▸ READING TEXT
▼▼▼

The Living Word poster

“For the word of God is quick (alive) and powerful and sharper than any two-edged sword, piercing even to the dividing asunder of soul and spirit, and the joints and marrow, and is a discerner of the thoughts and intents of the heart.”—Hebrews 4:12

The words of great men are treasures. We read books to find out what they said. We look to the papers and magazines to learn the last utterances of the great leaders of science, politics or religion. How much more important a word of God. Suppose it could be proven that God, who created the heaven and the earth, had spoken just one sentence? It would be a diamond sentence. WE would treasure it above all the wealth of Earth. THE WORD OF GOD. Yet that is what we have. “For the word of God.” The word written, the word spoken, the word lived. The word written as we have it in the Bible; the word spoken as we speak it and transmit to others; the word lived as we translate it into character and deed.

The Living Word

“All Scripture is God-breathed.” As God made man and breathed into him the breath of life and he became a living soul, so He inspired men to write the Scriptures, breathing into them the breath of His life, and their words became His living words. So we ought to treat God’s book as a living thing. We ought to have the reverence for it that we have for life. We have more reverence even for vegetable life than for death. We certainly respect a living, growing flower more than an artificial thing. Where there is life it is elevated to a higher realm, and life makes all the difference between respect and disrespect, reverence and desecration.

▲▲▲

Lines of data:

▼▼▼

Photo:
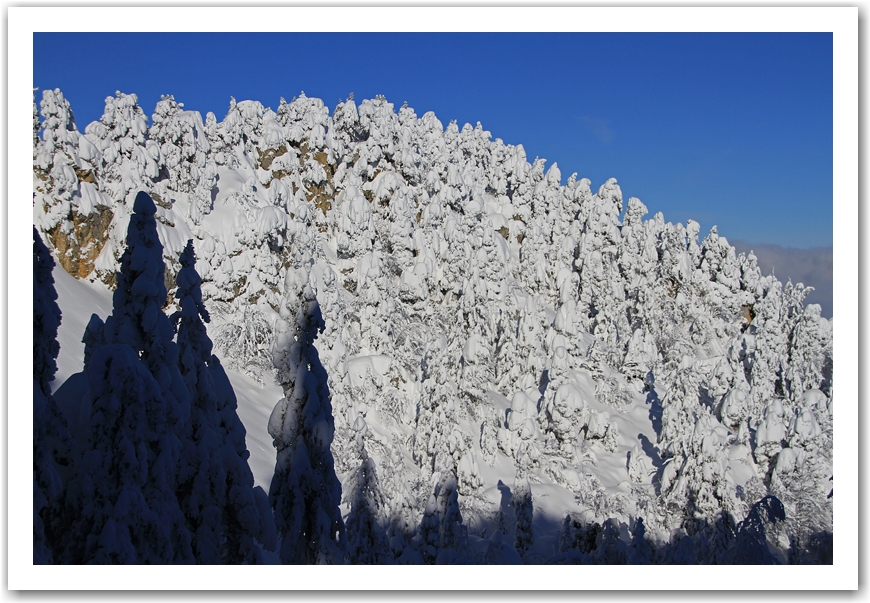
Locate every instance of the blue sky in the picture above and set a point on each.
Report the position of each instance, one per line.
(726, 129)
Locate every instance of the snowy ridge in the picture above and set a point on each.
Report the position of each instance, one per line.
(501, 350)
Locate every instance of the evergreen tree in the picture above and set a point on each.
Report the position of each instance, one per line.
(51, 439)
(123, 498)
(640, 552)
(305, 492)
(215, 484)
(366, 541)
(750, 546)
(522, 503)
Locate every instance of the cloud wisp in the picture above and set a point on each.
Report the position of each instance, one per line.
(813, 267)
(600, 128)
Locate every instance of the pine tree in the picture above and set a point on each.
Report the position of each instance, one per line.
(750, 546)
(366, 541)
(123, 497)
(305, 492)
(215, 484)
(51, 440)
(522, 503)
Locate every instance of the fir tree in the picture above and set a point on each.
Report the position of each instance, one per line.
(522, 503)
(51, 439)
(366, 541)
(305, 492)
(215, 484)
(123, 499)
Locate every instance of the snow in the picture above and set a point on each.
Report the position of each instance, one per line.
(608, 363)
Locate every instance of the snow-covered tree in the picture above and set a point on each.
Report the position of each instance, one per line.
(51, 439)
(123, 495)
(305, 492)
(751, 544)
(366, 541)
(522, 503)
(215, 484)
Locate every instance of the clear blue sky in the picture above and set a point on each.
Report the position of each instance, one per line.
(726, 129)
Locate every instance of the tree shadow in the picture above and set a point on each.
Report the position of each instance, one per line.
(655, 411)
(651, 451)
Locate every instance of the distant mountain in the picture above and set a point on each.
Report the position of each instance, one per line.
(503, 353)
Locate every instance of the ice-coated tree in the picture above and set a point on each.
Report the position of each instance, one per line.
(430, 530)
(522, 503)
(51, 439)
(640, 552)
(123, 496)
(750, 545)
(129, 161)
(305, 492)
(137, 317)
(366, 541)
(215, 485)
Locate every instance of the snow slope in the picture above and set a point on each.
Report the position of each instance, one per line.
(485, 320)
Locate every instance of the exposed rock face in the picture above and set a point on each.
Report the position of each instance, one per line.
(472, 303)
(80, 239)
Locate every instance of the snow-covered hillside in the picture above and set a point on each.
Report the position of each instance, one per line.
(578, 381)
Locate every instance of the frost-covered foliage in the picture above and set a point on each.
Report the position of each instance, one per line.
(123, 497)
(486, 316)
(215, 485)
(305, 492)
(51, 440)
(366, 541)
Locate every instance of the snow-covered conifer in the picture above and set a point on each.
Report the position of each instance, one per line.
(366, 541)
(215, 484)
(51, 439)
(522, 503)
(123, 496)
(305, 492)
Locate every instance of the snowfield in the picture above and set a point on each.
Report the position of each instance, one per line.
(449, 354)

▲▲▲

Which Bible verse is quoted at the top of the text on the living word?

▸ FINAL RESULT
Hebrews 4:12